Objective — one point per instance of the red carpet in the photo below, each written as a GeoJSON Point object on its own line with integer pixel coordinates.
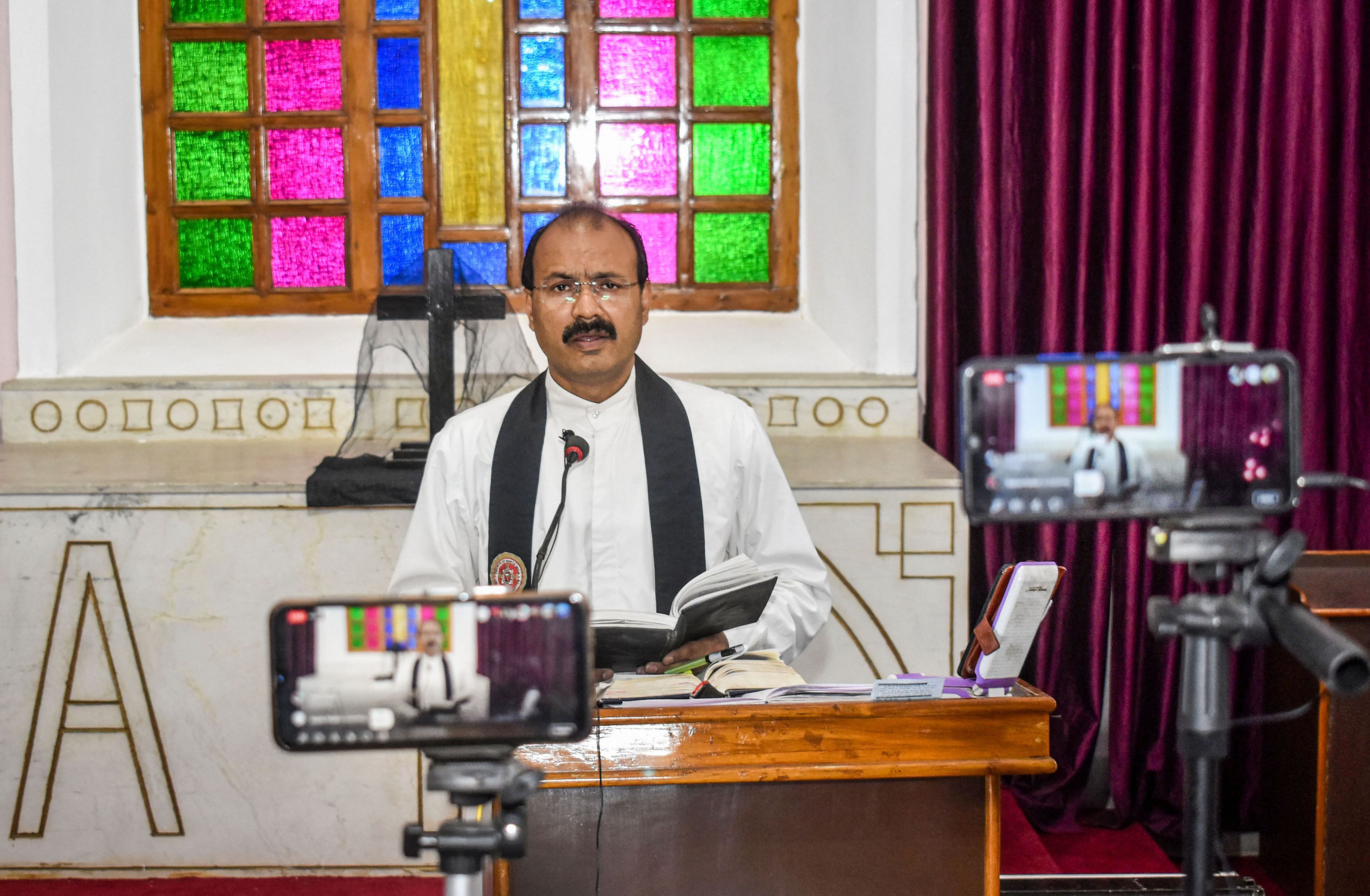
{"type": "Point", "coordinates": [229, 887]}
{"type": "Point", "coordinates": [1093, 851]}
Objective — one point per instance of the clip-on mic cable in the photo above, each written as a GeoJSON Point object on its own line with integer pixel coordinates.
{"type": "Point", "coordinates": [576, 451]}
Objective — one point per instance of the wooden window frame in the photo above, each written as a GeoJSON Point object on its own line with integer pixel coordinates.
{"type": "Point", "coordinates": [360, 118]}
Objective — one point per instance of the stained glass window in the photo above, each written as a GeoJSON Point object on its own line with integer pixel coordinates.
{"type": "Point", "coordinates": [211, 165]}
{"type": "Point", "coordinates": [638, 70]}
{"type": "Point", "coordinates": [305, 163]}
{"type": "Point", "coordinates": [731, 9]}
{"type": "Point", "coordinates": [542, 9]}
{"type": "Point", "coordinates": [732, 248]}
{"type": "Point", "coordinates": [638, 159]}
{"type": "Point", "coordinates": [480, 262]}
{"type": "Point", "coordinates": [216, 254]}
{"type": "Point", "coordinates": [545, 159]}
{"type": "Point", "coordinates": [401, 159]}
{"type": "Point", "coordinates": [732, 70]}
{"type": "Point", "coordinates": [305, 151]}
{"type": "Point", "coordinates": [638, 9]}
{"type": "Point", "coordinates": [732, 159]}
{"type": "Point", "coordinates": [543, 72]}
{"type": "Point", "coordinates": [398, 73]}
{"type": "Point", "coordinates": [301, 10]}
{"type": "Point", "coordinates": [402, 250]}
{"type": "Point", "coordinates": [209, 10]}
{"type": "Point", "coordinates": [303, 76]}
{"type": "Point", "coordinates": [309, 253]}
{"type": "Point", "coordinates": [209, 77]}
{"type": "Point", "coordinates": [396, 10]}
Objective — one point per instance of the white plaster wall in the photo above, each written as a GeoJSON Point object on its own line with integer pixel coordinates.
{"type": "Point", "coordinates": [81, 235]}
{"type": "Point", "coordinates": [9, 302]}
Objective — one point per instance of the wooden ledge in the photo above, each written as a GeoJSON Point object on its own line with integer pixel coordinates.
{"type": "Point", "coordinates": [806, 742]}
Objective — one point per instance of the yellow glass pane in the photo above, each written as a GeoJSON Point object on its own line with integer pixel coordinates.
{"type": "Point", "coordinates": [470, 112]}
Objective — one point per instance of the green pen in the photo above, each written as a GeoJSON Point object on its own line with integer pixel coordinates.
{"type": "Point", "coordinates": [687, 666]}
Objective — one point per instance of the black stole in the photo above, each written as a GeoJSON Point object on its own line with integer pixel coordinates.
{"type": "Point", "coordinates": [673, 494]}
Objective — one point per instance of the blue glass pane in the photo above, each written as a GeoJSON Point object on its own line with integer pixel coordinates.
{"type": "Point", "coordinates": [388, 10]}
{"type": "Point", "coordinates": [543, 72]}
{"type": "Point", "coordinates": [402, 250]}
{"type": "Point", "coordinates": [533, 223]}
{"type": "Point", "coordinates": [402, 161]}
{"type": "Point", "coordinates": [545, 159]}
{"type": "Point", "coordinates": [398, 73]}
{"type": "Point", "coordinates": [480, 262]}
{"type": "Point", "coordinates": [542, 9]}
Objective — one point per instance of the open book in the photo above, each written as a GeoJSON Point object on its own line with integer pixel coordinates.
{"type": "Point", "coordinates": [732, 594]}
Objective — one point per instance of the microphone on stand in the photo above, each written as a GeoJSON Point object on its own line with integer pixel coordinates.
{"type": "Point", "coordinates": [576, 451]}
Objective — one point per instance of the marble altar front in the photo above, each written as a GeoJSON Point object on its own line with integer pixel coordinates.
{"type": "Point", "coordinates": [136, 579]}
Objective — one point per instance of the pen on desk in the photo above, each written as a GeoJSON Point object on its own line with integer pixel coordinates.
{"type": "Point", "coordinates": [703, 661]}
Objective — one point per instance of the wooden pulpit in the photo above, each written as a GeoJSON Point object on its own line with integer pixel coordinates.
{"type": "Point", "coordinates": [1316, 780]}
{"type": "Point", "coordinates": [787, 799]}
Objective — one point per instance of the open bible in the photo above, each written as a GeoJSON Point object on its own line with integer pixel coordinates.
{"type": "Point", "coordinates": [730, 595]}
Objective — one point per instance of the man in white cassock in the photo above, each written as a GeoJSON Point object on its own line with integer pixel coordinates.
{"type": "Point", "coordinates": [435, 684]}
{"type": "Point", "coordinates": [679, 477]}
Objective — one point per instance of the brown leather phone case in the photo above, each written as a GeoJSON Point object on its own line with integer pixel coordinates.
{"type": "Point", "coordinates": [983, 636]}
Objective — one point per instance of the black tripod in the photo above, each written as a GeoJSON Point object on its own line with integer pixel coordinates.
{"type": "Point", "coordinates": [476, 776]}
{"type": "Point", "coordinates": [1257, 612]}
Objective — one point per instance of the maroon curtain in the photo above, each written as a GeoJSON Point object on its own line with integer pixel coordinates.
{"type": "Point", "coordinates": [1098, 170]}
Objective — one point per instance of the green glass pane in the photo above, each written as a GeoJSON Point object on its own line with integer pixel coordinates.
{"type": "Point", "coordinates": [732, 159]}
{"type": "Point", "coordinates": [732, 248]}
{"type": "Point", "coordinates": [216, 253]}
{"type": "Point", "coordinates": [732, 70]}
{"type": "Point", "coordinates": [209, 11]}
{"type": "Point", "coordinates": [210, 77]}
{"type": "Point", "coordinates": [211, 165]}
{"type": "Point", "coordinates": [731, 9]}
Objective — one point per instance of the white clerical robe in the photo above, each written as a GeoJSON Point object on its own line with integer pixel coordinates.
{"type": "Point", "coordinates": [605, 547]}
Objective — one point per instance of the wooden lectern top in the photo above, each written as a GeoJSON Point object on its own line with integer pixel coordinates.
{"type": "Point", "coordinates": [806, 742]}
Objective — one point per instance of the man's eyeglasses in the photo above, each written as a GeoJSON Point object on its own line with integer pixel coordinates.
{"type": "Point", "coordinates": [571, 290]}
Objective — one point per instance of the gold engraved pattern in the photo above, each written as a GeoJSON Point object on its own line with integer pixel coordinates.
{"type": "Point", "coordinates": [319, 413]}
{"type": "Point", "coordinates": [228, 414]}
{"type": "Point", "coordinates": [49, 413]}
{"type": "Point", "coordinates": [57, 713]}
{"type": "Point", "coordinates": [784, 410]}
{"type": "Point", "coordinates": [828, 412]}
{"type": "Point", "coordinates": [273, 414]}
{"type": "Point", "coordinates": [92, 416]}
{"type": "Point", "coordinates": [877, 414]}
{"type": "Point", "coordinates": [183, 414]}
{"type": "Point", "coordinates": [138, 416]}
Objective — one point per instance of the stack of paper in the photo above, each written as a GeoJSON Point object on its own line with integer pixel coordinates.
{"type": "Point", "coordinates": [755, 670]}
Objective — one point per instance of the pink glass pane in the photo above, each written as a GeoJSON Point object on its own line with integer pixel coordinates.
{"type": "Point", "coordinates": [309, 253]}
{"type": "Point", "coordinates": [638, 159]}
{"type": "Point", "coordinates": [638, 9]}
{"type": "Point", "coordinates": [302, 10]}
{"type": "Point", "coordinates": [638, 70]}
{"type": "Point", "coordinates": [303, 76]}
{"type": "Point", "coordinates": [660, 239]}
{"type": "Point", "coordinates": [306, 163]}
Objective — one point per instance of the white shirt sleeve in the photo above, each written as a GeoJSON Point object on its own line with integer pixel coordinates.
{"type": "Point", "coordinates": [438, 553]}
{"type": "Point", "coordinates": [775, 535]}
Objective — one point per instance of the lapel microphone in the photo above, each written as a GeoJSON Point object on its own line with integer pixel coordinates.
{"type": "Point", "coordinates": [575, 451]}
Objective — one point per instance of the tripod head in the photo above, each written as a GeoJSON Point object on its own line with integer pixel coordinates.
{"type": "Point", "coordinates": [476, 776]}
{"type": "Point", "coordinates": [1260, 609]}
{"type": "Point", "coordinates": [1256, 612]}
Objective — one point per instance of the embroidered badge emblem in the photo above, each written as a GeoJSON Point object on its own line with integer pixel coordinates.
{"type": "Point", "coordinates": [509, 571]}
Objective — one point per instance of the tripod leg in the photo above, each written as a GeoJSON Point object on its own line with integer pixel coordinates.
{"type": "Point", "coordinates": [1205, 714]}
{"type": "Point", "coordinates": [1201, 824]}
{"type": "Point", "coordinates": [464, 884]}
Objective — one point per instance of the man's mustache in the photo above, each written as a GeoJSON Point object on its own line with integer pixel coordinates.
{"type": "Point", "coordinates": [586, 327]}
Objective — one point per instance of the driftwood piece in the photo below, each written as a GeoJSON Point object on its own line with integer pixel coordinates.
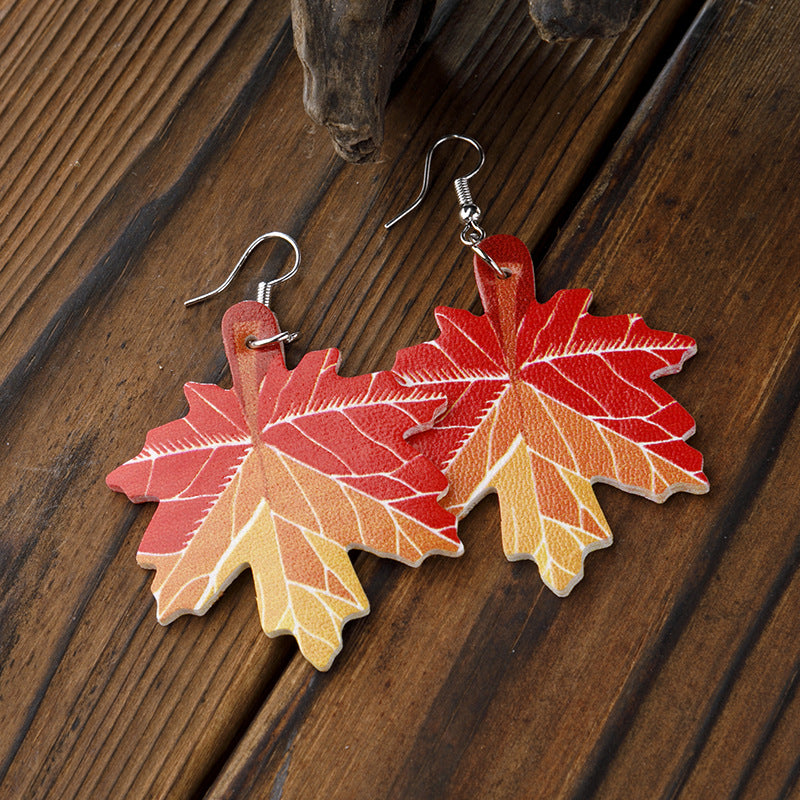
{"type": "Point", "coordinates": [352, 51]}
{"type": "Point", "coordinates": [564, 20]}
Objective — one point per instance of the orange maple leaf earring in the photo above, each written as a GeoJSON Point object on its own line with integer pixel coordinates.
{"type": "Point", "coordinates": [544, 400]}
{"type": "Point", "coordinates": [284, 473]}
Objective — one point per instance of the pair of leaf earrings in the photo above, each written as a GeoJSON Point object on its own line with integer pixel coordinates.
{"type": "Point", "coordinates": [289, 469]}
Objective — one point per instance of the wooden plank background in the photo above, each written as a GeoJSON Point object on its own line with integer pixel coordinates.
{"type": "Point", "coordinates": [142, 146]}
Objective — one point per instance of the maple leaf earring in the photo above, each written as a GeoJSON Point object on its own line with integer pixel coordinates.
{"type": "Point", "coordinates": [544, 400]}
{"type": "Point", "coordinates": [284, 473]}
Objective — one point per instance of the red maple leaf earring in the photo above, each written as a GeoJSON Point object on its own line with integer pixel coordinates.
{"type": "Point", "coordinates": [284, 473]}
{"type": "Point", "coordinates": [544, 400]}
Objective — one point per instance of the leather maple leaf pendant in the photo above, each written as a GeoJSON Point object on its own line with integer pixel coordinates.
{"type": "Point", "coordinates": [284, 473]}
{"type": "Point", "coordinates": [544, 400]}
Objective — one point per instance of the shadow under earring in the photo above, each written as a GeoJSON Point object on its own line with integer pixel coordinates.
{"type": "Point", "coordinates": [544, 400]}
{"type": "Point", "coordinates": [284, 473]}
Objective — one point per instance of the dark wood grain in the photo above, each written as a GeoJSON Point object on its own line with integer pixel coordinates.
{"type": "Point", "coordinates": [142, 148]}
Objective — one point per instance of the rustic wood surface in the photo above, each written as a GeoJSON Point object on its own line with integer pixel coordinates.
{"type": "Point", "coordinates": [142, 146]}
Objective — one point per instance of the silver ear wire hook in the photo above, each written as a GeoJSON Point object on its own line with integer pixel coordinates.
{"type": "Point", "coordinates": [472, 234]}
{"type": "Point", "coordinates": [264, 287]}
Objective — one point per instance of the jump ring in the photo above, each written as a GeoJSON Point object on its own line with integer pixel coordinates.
{"type": "Point", "coordinates": [257, 344]}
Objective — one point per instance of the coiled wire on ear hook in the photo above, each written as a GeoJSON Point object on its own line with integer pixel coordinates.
{"type": "Point", "coordinates": [264, 294]}
{"type": "Point", "coordinates": [472, 234]}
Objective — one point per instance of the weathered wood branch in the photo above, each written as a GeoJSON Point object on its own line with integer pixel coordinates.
{"type": "Point", "coordinates": [564, 20]}
{"type": "Point", "coordinates": [352, 51]}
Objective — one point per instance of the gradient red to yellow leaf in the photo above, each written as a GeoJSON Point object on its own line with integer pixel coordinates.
{"type": "Point", "coordinates": [545, 399]}
{"type": "Point", "coordinates": [284, 473]}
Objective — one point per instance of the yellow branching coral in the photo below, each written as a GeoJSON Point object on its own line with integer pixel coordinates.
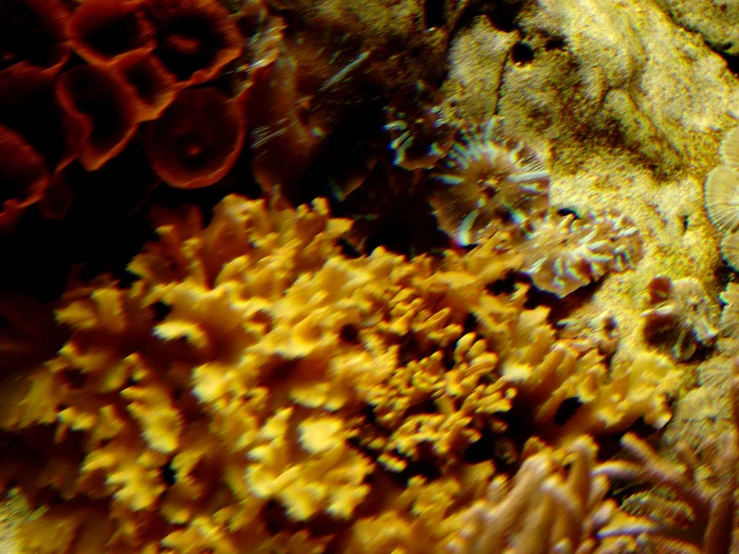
{"type": "Point", "coordinates": [253, 379]}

^^^^^^^^

WORK TO COMPLETE
Exclude the pictures, and output exactly the lines from the one with "Objective — one point per instance of the silver" through the last line of the records, both included.

CORRECT RESPONSE
Objective — one point per instance of the silver ear wire hook in the photo above, each written as a GeoJSON Point object on its own line with integer pixel coordinates.
{"type": "Point", "coordinates": [472, 234]}
{"type": "Point", "coordinates": [264, 287]}
Objective — one point per instance of the jump ring in the photo above, each written as a GeoJSON Point object on its own line with integer pixel coordinates.
{"type": "Point", "coordinates": [257, 344]}
Objective — one point per instance of the coiled wire on ear hook in the photo above, each written as a GeoJSON Point object on its own line with integer pixel coordinates.
{"type": "Point", "coordinates": [264, 294]}
{"type": "Point", "coordinates": [472, 234]}
Objective — one point per instance of the weathered wood branch in the photo above, each written as a GeoJSON Point object on its own line with integer pixel coordinates.
{"type": "Point", "coordinates": [564, 20]}
{"type": "Point", "coordinates": [352, 51]}
Objective — one point per instance of the gradient red to yellow leaf in the photo above, each written as a GeoJSON Point object on its own line with integer pixel coordinates.
{"type": "Point", "coordinates": [545, 399]}
{"type": "Point", "coordinates": [284, 473]}
Objective — one point per instance of the yellow branching coral in the photo below, each written as a GeoJSON Point object on its own line with integer pixel coordinates.
{"type": "Point", "coordinates": [253, 379]}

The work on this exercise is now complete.